>> Start
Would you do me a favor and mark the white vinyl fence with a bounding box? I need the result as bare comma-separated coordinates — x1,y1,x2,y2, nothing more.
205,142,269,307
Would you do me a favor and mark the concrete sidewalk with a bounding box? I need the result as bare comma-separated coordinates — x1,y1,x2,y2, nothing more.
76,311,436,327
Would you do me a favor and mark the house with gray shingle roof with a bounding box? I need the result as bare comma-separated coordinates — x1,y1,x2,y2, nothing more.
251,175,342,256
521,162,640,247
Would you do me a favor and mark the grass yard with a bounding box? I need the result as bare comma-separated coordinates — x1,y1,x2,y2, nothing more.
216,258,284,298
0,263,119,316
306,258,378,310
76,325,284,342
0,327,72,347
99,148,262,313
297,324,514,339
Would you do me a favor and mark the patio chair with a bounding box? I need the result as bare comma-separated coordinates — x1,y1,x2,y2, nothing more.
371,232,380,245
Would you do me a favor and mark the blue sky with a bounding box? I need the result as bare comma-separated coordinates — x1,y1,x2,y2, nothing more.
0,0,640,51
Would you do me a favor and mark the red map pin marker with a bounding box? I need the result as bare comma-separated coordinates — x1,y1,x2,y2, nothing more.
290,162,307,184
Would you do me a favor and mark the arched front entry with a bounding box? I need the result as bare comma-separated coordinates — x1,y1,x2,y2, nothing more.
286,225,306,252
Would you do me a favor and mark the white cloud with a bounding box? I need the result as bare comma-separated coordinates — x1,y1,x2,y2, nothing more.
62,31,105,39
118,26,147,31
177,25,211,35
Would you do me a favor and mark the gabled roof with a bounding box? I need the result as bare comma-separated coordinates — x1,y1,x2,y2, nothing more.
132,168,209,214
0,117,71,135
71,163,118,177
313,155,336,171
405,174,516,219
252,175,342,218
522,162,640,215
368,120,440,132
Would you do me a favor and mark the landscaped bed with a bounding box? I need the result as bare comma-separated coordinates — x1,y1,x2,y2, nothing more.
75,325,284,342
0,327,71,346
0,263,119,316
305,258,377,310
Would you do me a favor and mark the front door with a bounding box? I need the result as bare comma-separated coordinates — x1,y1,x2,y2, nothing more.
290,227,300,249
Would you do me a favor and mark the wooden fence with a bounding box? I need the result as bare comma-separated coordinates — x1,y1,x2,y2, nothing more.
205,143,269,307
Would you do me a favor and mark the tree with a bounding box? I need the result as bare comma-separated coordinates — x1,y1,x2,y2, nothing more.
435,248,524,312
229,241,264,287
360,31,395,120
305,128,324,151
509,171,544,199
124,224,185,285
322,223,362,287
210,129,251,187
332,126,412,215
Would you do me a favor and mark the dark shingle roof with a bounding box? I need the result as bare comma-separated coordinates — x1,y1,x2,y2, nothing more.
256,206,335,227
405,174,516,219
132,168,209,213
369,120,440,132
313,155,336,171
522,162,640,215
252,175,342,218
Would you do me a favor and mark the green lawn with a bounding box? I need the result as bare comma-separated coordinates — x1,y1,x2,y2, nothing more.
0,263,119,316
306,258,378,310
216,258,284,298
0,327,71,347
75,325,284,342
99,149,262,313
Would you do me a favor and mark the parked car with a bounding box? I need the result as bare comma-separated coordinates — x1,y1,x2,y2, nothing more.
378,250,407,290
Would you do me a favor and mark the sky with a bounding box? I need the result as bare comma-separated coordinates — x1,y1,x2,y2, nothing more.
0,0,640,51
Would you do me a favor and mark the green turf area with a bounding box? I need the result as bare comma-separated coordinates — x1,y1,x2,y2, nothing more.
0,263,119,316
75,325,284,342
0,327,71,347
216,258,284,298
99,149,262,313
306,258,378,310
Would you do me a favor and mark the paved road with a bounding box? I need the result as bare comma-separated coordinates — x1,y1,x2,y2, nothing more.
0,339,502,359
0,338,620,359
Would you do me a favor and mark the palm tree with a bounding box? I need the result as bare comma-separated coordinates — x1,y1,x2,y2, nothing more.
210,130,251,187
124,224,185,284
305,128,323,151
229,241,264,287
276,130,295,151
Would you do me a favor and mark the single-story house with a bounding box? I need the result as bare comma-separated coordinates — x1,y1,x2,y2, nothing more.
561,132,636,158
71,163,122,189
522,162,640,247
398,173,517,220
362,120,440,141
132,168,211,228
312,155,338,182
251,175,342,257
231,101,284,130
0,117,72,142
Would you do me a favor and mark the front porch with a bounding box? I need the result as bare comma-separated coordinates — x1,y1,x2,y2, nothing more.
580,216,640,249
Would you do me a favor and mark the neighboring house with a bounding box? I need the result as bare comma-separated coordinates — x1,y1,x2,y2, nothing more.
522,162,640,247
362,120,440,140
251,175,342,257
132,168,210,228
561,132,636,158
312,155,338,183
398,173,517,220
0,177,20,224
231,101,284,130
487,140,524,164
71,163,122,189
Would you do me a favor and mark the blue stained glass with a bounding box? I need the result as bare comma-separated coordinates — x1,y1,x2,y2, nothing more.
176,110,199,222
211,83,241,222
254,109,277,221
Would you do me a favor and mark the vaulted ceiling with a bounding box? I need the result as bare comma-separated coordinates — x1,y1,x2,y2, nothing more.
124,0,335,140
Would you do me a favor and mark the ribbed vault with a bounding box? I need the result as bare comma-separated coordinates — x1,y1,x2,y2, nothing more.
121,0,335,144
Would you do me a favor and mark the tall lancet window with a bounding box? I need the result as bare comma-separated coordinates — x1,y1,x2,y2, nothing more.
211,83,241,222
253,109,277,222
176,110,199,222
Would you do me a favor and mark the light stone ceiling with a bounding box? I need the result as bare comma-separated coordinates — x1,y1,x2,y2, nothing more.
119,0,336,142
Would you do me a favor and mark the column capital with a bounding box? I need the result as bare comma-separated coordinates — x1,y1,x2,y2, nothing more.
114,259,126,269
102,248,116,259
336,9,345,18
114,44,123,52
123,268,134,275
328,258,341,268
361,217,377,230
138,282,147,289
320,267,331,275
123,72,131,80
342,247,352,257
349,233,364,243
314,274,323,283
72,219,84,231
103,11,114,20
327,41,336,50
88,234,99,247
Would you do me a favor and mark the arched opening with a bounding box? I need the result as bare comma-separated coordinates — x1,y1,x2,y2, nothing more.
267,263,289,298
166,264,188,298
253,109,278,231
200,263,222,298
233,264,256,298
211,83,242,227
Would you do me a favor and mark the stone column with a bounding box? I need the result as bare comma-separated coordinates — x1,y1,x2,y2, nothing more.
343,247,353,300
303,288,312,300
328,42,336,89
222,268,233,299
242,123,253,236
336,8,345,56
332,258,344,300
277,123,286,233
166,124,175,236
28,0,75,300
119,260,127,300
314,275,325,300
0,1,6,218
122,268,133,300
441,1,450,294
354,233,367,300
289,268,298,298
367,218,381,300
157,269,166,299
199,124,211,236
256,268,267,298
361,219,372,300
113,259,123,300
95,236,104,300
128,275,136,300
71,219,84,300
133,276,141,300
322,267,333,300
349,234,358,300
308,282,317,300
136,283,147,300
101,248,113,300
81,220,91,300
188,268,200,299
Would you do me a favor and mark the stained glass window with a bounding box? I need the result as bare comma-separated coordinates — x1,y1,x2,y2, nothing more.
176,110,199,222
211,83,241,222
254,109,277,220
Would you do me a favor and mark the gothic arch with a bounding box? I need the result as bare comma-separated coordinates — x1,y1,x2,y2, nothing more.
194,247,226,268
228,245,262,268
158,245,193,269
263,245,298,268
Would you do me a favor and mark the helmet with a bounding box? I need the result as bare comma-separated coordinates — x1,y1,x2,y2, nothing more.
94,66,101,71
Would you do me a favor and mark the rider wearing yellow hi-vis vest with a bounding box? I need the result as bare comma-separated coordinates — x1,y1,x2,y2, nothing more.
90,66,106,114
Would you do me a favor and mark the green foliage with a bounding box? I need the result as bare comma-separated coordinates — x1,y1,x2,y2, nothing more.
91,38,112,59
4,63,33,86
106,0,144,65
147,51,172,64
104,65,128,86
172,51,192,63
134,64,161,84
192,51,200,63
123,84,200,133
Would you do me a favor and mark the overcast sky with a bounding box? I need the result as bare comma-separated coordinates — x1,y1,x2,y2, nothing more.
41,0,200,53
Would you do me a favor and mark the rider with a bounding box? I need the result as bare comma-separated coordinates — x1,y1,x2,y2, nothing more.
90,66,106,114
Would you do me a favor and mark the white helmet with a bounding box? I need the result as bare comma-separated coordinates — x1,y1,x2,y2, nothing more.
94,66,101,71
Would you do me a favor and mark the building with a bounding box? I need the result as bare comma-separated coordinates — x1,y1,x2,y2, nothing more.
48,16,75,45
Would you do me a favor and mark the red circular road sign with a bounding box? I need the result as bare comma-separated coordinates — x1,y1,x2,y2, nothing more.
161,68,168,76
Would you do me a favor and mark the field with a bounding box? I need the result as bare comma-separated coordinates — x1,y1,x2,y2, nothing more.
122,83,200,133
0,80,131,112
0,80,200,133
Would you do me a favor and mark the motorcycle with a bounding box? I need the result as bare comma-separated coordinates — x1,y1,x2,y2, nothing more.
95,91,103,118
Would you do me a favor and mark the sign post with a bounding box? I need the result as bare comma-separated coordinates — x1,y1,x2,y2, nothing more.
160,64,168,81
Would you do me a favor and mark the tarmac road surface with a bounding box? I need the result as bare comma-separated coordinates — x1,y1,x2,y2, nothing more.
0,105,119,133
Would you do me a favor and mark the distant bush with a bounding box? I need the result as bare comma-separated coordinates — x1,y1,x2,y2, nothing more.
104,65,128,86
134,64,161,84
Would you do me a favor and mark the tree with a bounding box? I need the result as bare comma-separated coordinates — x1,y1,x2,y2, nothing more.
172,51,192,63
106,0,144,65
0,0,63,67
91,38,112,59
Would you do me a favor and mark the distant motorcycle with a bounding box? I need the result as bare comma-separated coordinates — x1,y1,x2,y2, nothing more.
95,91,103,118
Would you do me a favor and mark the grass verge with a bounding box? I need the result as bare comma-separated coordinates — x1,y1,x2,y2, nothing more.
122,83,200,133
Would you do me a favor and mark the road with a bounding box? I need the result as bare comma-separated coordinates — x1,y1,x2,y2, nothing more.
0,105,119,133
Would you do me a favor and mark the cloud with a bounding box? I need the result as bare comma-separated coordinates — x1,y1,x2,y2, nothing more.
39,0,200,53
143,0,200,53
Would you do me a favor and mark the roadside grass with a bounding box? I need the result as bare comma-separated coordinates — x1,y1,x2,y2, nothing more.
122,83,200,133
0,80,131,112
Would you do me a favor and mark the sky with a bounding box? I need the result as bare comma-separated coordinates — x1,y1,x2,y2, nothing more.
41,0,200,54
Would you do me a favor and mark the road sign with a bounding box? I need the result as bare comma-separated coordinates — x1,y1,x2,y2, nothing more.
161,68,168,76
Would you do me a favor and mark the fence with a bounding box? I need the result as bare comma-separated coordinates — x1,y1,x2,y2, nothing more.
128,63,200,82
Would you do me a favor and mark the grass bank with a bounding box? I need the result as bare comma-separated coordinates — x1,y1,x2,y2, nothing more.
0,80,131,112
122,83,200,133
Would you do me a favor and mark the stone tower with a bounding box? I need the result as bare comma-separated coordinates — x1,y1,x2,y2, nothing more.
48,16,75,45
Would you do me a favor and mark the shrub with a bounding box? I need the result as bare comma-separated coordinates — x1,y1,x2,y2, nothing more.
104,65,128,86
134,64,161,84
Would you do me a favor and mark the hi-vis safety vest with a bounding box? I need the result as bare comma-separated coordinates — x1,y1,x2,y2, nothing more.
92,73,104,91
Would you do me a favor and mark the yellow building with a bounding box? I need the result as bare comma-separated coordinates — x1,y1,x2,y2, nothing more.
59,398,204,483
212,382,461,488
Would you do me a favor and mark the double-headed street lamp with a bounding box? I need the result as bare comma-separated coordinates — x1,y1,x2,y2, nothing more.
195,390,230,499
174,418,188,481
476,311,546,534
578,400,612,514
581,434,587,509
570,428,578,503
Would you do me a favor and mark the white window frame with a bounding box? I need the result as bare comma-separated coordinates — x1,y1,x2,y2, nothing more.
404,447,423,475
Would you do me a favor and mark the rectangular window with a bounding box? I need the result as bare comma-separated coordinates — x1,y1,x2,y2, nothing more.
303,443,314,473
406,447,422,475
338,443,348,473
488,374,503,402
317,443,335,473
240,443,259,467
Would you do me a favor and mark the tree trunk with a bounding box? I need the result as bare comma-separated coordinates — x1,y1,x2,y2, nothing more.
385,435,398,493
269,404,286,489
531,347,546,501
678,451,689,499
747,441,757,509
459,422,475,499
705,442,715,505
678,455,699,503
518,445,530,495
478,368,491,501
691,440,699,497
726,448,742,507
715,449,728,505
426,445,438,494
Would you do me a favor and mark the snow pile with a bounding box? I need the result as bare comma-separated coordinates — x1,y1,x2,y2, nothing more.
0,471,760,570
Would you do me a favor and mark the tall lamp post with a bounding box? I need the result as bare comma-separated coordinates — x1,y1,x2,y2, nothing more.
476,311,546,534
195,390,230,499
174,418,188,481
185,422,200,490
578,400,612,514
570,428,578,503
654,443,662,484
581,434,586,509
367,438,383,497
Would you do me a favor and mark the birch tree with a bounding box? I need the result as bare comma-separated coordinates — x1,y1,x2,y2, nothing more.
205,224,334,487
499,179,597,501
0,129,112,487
>> End
> [Problem]
Copy the entries unchanged, beginning with the line that contains "Would you do me a favor and mark the arched front" and stopping after the line that contains "177,25,211,35".

> [Response for this exercise]
Would you do me a favor and mark the arched front entry with a bounding box? I need the result as bare comma-separated coordinates — x1,y1,x2,y2, nothing more.
286,225,306,252
Would you do me a favor and mark the white cloud with a bounding box? I need the result as bare comma-separated coordinates — x1,y1,x2,y2, nothing more.
62,31,105,39
118,26,147,31
177,25,211,35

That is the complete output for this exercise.